- Task requirements:
Please rewrite every line of the entries below, including each request, with each point coordinate in the answers scaled by 0.7 and rounded to the nearest whole number, halves rounding up.

- Entries supplied:
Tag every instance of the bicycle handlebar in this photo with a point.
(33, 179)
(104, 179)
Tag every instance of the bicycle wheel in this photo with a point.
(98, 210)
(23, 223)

- The response:
Tag every instance of the bicycle handlebar in this photo with a point.
(23, 125)
(73, 125)
Tag every instance of the bicycle wheel in this photo with a point.
(69, 147)
(16, 156)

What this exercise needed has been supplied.